In the following report, we use data gathered via fitness trackers to build a predictive model. The model’s goal is to correctly identify the type of weight lifting movement based on the fitness tracker data. We perform a brief exploratory analysis of the data, decide on which machine learning algorithm to apply in building our model, and then train a model and apply it to the given testing set.
First, we load all packages needed for our analysis. Note that lattice is loaded as it is a requirement for the caret package, however, for our plotting purposes, we will use ggplot2 . Next, we read in the data from the respective urls in the code chuck below.
library(ggplot2)
library(data.table)
library(lattice) # Required for 'caret' package
library(caret)
training <- fread('https://d396qusza40orc.cloudfront.net/predmachlearn/pml-training.csv')
testing <- fread('https://d396qusza40orc.cloudfront.net/predmachlearn/pml-testing.csv')

==*==

• **Written task**:
In the fitness tracker report, why is the lattice package loaded even though ggplot2 is used for the plots? Answer in one to three sentences.

• **Information provided**:

==*==

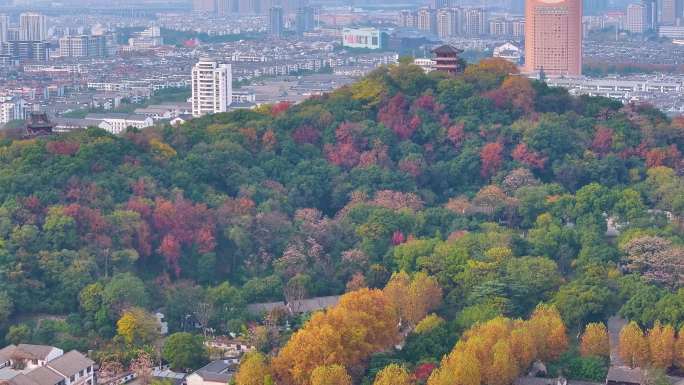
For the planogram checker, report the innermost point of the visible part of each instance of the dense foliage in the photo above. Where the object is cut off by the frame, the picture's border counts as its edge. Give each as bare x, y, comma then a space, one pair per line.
505, 191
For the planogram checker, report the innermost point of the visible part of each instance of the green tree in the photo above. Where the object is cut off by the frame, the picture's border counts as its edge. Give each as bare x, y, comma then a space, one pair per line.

==*==

• **Response to this exercise**:
The lattice package is loaded because the caret package requires it. It is not there for plotting, since ggplot2 handles the plots in this analysis.